==== TEKSTFRAGMENT ====

Shirin Musa over bedreigingen aan haar adres en dat van medestanders binnen gemeenschappen. En het gebrek aan actie van overheid en particulieren.
Vrijheid van meningsuiting is een groot goed en ‘Je Suis Charlie’ roepen is een kleine moeite maar ondertussen gebeurt er weinig voor onbekende mensen die bedreigd worden omdat ze opkomen voor rechten. Shirin Musa is oprichtster van Femmes for Freedom, een organisatie die strijd tegen onder meer gedwongen huwelijken en eerwraak en beschrijft haar eigen ervaringen.
Een paar weken geleden werd ik door de organisatie van de Persvrijheidslezing gevraagd of ik bereid was als panellid deel te nemen aan een gesprek over de vrijheid van meningsuiting met Kurt Westergaard. Ik voel altijd verschillende emoties als ik zijn naam hoor. Zonder dat ik de man ken, heb ik toch altijd op een bepaalde manier met hem te doen gehad. Je zult maar op je oude dag een target zijn voor boze moslimextremisten. Wat betreft de cartoons: ik heb de profeet nooit in welke cartoon dan ook herkend en heb me derhalve nooit gekwetst gevoeld.

==== GESELECTEERDE REGELS ====

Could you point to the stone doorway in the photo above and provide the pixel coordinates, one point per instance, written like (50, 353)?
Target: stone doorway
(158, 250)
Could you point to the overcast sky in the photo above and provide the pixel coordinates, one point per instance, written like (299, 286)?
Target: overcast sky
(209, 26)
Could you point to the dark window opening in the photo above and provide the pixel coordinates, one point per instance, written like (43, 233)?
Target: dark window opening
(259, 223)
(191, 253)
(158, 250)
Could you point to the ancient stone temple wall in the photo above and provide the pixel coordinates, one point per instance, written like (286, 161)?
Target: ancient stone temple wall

====
==== GESELECTEERDE REGELS ====

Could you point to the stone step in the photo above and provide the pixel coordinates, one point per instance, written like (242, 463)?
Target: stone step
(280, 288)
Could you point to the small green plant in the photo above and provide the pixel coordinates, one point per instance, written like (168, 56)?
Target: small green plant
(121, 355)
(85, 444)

====

● OPDRACHTEN
1: Geef de personen, de organisatie en de lezing die in het tekstfragment over Shirin Musa bij naam worden genoemd.
2: Met wie zou het panelgesprek over de vrijheid van meningsuiting gevoerd worden, volgens het tekstfragment over Shirin Musa?
3: Stemmen deze uitspraken overeen met het tekstfragment over Shirin Musa? (a) Femmes for Freedom verzet zich onder meer tegen eerwraak. (b) De ik-persoon kent Kurt Westergaard persoonlijk. (c) De ik-persoon heeft zich door de cartoons gekwetst gevoeld.
De regels zijn hiervoor niet nodig.

● ANTWOORDEN PER OPDRACHT
1: Shirin Musa, Kurt Westergaard, Femmes for Freedom, de Persvrijheidslezing

2: Met Kurt Westergaard.

3:
(a) Ja: "een organisatie die strijd tegen onder meer gedwongen huwelijken en eerwraak"
(b) Nee: "Zonder dat ik de man ken"
(c) Nee: "heb me derhalve nooit gekwetst gevoeld"